(Photo-based point-labeling data)
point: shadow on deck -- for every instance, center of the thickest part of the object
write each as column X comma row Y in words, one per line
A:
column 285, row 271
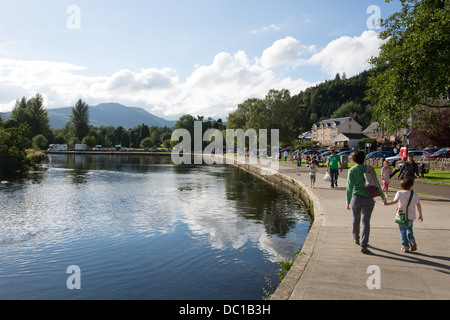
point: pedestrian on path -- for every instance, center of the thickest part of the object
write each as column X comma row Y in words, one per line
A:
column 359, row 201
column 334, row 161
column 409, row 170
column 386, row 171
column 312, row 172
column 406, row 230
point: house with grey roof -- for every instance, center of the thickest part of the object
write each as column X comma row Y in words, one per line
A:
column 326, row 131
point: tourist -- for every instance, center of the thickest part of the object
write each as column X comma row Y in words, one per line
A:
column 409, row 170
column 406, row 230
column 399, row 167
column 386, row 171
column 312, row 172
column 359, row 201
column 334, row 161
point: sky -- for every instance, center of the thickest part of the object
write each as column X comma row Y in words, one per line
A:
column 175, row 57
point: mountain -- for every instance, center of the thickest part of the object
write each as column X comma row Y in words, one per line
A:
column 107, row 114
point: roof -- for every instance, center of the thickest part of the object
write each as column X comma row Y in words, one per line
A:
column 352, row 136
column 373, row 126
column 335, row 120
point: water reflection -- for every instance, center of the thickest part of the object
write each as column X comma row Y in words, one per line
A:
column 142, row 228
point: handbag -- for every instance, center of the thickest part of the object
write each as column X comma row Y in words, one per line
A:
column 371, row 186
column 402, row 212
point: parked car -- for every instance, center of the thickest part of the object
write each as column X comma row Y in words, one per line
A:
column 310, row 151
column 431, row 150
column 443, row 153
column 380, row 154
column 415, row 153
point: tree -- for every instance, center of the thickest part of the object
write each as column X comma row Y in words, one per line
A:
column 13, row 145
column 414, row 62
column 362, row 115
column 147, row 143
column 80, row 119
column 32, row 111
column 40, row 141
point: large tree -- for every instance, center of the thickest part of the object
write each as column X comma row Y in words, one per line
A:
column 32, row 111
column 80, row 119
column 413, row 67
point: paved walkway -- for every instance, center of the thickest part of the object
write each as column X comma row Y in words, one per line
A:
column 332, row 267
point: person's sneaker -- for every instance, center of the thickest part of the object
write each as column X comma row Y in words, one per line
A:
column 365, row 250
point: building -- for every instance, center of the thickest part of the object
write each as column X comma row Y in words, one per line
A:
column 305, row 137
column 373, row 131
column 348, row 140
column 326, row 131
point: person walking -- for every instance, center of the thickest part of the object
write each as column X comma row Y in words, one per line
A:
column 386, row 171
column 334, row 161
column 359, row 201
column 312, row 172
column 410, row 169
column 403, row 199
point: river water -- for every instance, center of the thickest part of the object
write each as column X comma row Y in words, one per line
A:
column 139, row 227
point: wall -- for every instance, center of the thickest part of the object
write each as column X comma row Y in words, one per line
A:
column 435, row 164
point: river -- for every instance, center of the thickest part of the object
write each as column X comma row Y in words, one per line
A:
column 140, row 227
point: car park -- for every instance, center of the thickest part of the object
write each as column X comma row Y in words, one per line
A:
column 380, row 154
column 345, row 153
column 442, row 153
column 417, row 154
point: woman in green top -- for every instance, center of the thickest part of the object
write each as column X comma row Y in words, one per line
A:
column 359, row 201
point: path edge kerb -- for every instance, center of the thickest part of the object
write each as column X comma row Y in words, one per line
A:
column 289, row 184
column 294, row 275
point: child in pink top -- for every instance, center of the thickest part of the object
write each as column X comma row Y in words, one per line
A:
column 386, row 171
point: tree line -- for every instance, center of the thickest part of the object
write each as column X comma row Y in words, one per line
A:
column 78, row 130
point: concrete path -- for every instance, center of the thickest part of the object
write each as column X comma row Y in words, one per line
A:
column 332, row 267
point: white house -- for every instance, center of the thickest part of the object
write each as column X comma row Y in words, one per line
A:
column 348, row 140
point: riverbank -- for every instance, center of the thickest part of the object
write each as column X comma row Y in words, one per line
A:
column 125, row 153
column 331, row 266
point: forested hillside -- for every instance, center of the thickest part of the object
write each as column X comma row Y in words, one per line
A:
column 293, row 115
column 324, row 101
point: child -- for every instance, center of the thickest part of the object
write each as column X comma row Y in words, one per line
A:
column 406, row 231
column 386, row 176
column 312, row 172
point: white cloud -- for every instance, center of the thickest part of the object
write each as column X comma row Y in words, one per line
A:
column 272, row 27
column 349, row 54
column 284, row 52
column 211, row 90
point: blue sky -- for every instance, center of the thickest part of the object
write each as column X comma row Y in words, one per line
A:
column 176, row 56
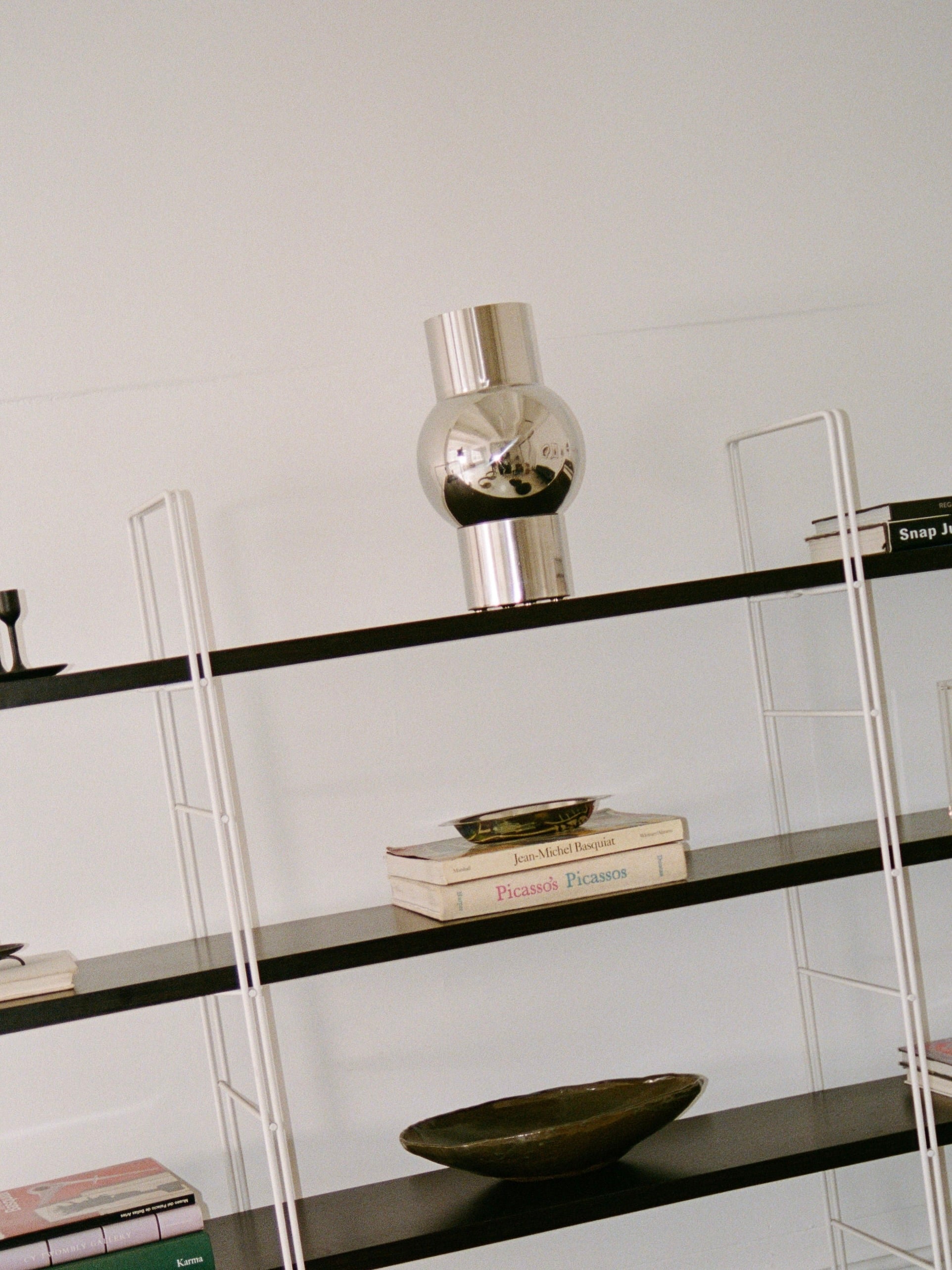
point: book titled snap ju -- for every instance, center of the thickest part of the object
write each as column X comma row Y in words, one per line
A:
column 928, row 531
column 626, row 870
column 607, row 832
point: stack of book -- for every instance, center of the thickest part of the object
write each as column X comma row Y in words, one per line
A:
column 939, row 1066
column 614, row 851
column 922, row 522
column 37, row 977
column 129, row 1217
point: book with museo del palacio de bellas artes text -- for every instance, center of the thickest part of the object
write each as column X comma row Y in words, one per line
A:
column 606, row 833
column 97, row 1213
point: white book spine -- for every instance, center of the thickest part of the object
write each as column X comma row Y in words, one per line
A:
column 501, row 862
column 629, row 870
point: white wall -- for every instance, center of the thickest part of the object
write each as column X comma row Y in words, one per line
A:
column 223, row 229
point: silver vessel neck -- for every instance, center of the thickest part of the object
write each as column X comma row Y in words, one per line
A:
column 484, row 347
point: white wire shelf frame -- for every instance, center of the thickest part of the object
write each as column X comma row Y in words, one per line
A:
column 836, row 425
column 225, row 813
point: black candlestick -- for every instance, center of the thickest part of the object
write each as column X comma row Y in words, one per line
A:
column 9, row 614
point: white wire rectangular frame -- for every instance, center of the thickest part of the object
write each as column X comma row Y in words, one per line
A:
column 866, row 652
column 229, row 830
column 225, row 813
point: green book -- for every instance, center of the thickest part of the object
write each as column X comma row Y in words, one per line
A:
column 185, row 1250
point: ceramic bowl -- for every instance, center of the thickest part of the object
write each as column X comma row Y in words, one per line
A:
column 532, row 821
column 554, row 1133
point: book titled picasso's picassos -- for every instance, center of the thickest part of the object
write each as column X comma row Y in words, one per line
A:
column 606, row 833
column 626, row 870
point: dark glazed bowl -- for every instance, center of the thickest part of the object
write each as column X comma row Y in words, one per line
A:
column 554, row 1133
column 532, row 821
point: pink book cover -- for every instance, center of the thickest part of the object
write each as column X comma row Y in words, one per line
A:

** What is needed **
Express every line of the records above as a JSON list of strings, one string per line, leaving out blank lines and the pictures.

** Exercise answer **
[
  "point: shadow on deck -- for every instance, center of the thickest part of the object",
  "write each as column X comma row Y in words, one per line",
  "A:",
  "column 285, row 271",
  "point: pedestrian on path -- for every instance, center of the thickest part of the object",
  "write each as column X comma row Y in words, one per line",
  "A:",
  "column 359, row 201",
  "column 334, row 161",
  "column 409, row 170",
  "column 386, row 171",
  "column 312, row 172",
  "column 406, row 230",
  "point: house with grey roof -- for every instance, center of the thickest part of the object",
  "write each as column X comma row Y in words, one per line",
  "A:",
  "column 326, row 131",
  "point: tourist -- for every instance, center of the thickest part of the object",
  "write each as column X comma row Y in words, one per line",
  "A:",
  "column 409, row 170",
  "column 406, row 230",
  "column 399, row 167",
  "column 386, row 171",
  "column 312, row 172",
  "column 359, row 201",
  "column 334, row 161",
  "point: sky -- for every instance, center of the thickest part of the object",
  "write each as column X comma row Y in words, one per line",
  "A:",
  "column 175, row 57",
  "point: mountain -- for every instance, center of the thickest part of the object",
  "write each as column X comma row Y in words, one per line",
  "A:",
  "column 107, row 114",
  "point: roof -- for every instance, center of the thickest part of the object",
  "write each as column X comma row Y in words, one per line",
  "A:",
  "column 352, row 136",
  "column 373, row 126",
  "column 335, row 120",
  "point: water reflection -- for every instance, center of the thickest part of the object",
  "write each as column X comma row Y in words, one per line",
  "A:",
  "column 142, row 228",
  "point: handbag -- for every instance, center of the thickest part of the object",
  "write each as column X comma row Y in words, one per line",
  "A:",
  "column 371, row 186",
  "column 402, row 212",
  "point: parked car -- for every instance, center of the thickest part of the object",
  "write each as column X comma row Y in words, one per line",
  "A:",
  "column 310, row 151",
  "column 431, row 150",
  "column 443, row 153",
  "column 380, row 154",
  "column 415, row 153",
  "point: tree -- for every instance, center of the thickest part of the object",
  "write each as column X comma row Y in words, one per line",
  "A:",
  "column 13, row 145",
  "column 414, row 62",
  "column 362, row 115",
  "column 147, row 143",
  "column 80, row 119",
  "column 32, row 111",
  "column 40, row 141",
  "point: large tree -- for every instance, center of the thickest part of the object",
  "write each as column X comma row Y in words, one per line",
  "A:",
  "column 32, row 111",
  "column 80, row 119",
  "column 413, row 67",
  "point: paved walkway -- for every instance, center of the thickest part of the object",
  "write each as column X comma row Y in words, one per line",
  "A:",
  "column 332, row 267",
  "point: person's sneaker -- for every instance, center of the thickest part of the object",
  "write each as column X comma row Y in words, one per line",
  "A:",
  "column 365, row 250",
  "point: building -- for every instance, center of the thickest part of the object",
  "write each as column X comma row Y in words, one per line",
  "A:",
  "column 305, row 137",
  "column 373, row 131",
  "column 348, row 140",
  "column 326, row 131",
  "point: person walking -- for every instance, center of the thickest part of the object",
  "write each as column X comma row Y in words, one per line",
  "A:",
  "column 386, row 171",
  "column 334, row 161",
  "column 359, row 201",
  "column 312, row 172",
  "column 410, row 169",
  "column 403, row 199",
  "point: river water -- for every instance, center of the thickest part of the object",
  "write each as column X comma row Y in words, one per line",
  "A:",
  "column 139, row 227",
  "point: wall -- for every instance, center of the thickest part of the object",
  "write each as column X comma row Y in words, one per line",
  "A:",
  "column 435, row 164",
  "point: river -- for every instance, center of the thickest part of the object",
  "write each as column X comma row Y in words, one per line",
  "A:",
  "column 140, row 227",
  "point: car park -- for every instance, center of the thickest part of the object",
  "write each as column X comma row Y in words, one per line",
  "A:",
  "column 380, row 154",
  "column 345, row 153",
  "column 442, row 153",
  "column 417, row 154",
  "point: woman in green top -- for every instance, center of the thickest part of the object",
  "write each as column X comma row Y in words, one per line",
  "A:",
  "column 359, row 201",
  "point: path edge kerb -- for every instance, center of the thickest part of the object",
  "write each as column X comma row Y in words, one per line",
  "A:",
  "column 289, row 184",
  "column 294, row 275",
  "point: child in pink top -- for every instance, center of the thickest part of the object",
  "write each as column X comma row Y in words, one per line",
  "A:",
  "column 386, row 171",
  "point: tree line -- for every instance, center of the thickest part of the object",
  "write each as column X comma row Y in words, one per line",
  "A:",
  "column 78, row 130",
  "point: concrete path -- for every instance, center of the thickest part of the object",
  "write each as column X comma row Y in words, one per line",
  "A:",
  "column 332, row 267",
  "point: white house -- for every instance, center of the thickest part of the object",
  "write each as column X comma row Y in words, one per line",
  "A:",
  "column 348, row 140",
  "point: riverbank -- for every instance, center of the thickest part of the object",
  "write each as column X comma row Y in words, one per line",
  "A:",
  "column 125, row 153",
  "column 331, row 266",
  "point: forested hillside -- for every instance, center of the thickest part of the object",
  "write each as column X comma row Y in words, one per line",
  "A:",
  "column 293, row 115",
  "column 324, row 101",
  "point: child -- for every instance, center of the thickest part of the object",
  "write each as column X comma row Y in words, one per line",
  "A:",
  "column 406, row 231",
  "column 386, row 176",
  "column 312, row 172",
  "point: white cloud -- for every instance, center of the thickest part of the object",
  "write each as column X comma row Y in words, one per line",
  "A:",
  "column 272, row 27",
  "column 349, row 54",
  "column 284, row 52",
  "column 211, row 90",
  "point: blue sky -- for every instance, center of the thickest part of the object",
  "write each as column X comma row Y in words, one per line",
  "A:",
  "column 176, row 56",
  "point: book titled snap ju -- for every instance, center of the thickest part of the object",
  "write each as column X comma row Y in words, one per line",
  "A:",
  "column 928, row 531",
  "column 626, row 870",
  "column 607, row 832",
  "point: stack of book -- for every instance, center of the thickest part of the object",
  "write each as column X comma row Y in words, one per line",
  "A:",
  "column 939, row 1066",
  "column 614, row 851",
  "column 922, row 522",
  "column 37, row 977",
  "column 129, row 1217",
  "point: book with museo del palacio de bellas artes text -- for every instance, center of the thickest part of the object",
  "write each as column X comma row Y in words, one per line",
  "A:",
  "column 606, row 833",
  "column 97, row 1213",
  "point: white book spine -- for every instance, center of the thickest part of the object",
  "write each as column X comma row Y in words, one per line",
  "A:",
  "column 501, row 862",
  "column 629, row 870",
  "point: white wall -- for every instance, center of the thickest part of the object",
  "write each as column X comma row Y in words, one per line",
  "A:",
  "column 223, row 229",
  "point: silver vessel neck -- for every instance, center of the thickest part of the object",
  "write each as column X comma row Y in words, one per line",
  "A:",
  "column 484, row 347",
  "point: white wire shelf frame -- for every instance, center of the thickest part of the object",
  "write each as column X comma row Y in words, one per line",
  "A:",
  "column 836, row 425",
  "column 225, row 813",
  "point: black candlestick -- for every instance, center of the thickest part of the object",
  "write each as column X comma row Y in words, one per line",
  "A:",
  "column 9, row 614",
  "point: white wire rectangular frame -- for every instance, center of the thickest part of the object",
  "write each as column X comma row Y in words, one per line",
  "A:",
  "column 866, row 652",
  "column 229, row 830",
  "column 225, row 813",
  "point: green book -- for every instance, center of the thickest part of the object",
  "write each as column X comma row Y in words, one per line",
  "A:",
  "column 185, row 1250",
  "point: ceramic bowl -- for every instance, center of the thickest part of the object",
  "write each as column X comma row Y in words, one per line",
  "A:",
  "column 532, row 821",
  "column 554, row 1133",
  "point: book titled picasso's picassos -- for every instance, center of the thickest part of the object",
  "write each as column X comma row Y in words, one per line",
  "A:",
  "column 606, row 833",
  "column 626, row 870",
  "point: dark glazed bowl -- for every instance, center of the thickest part of the object",
  "write each as column X comma row Y in words, one per line",
  "A:",
  "column 554, row 1133",
  "column 532, row 821",
  "point: pink book cover -- for every instance, center of the thickest part of the object",
  "write each as column X comma row Y in words, one per line",
  "A:"
]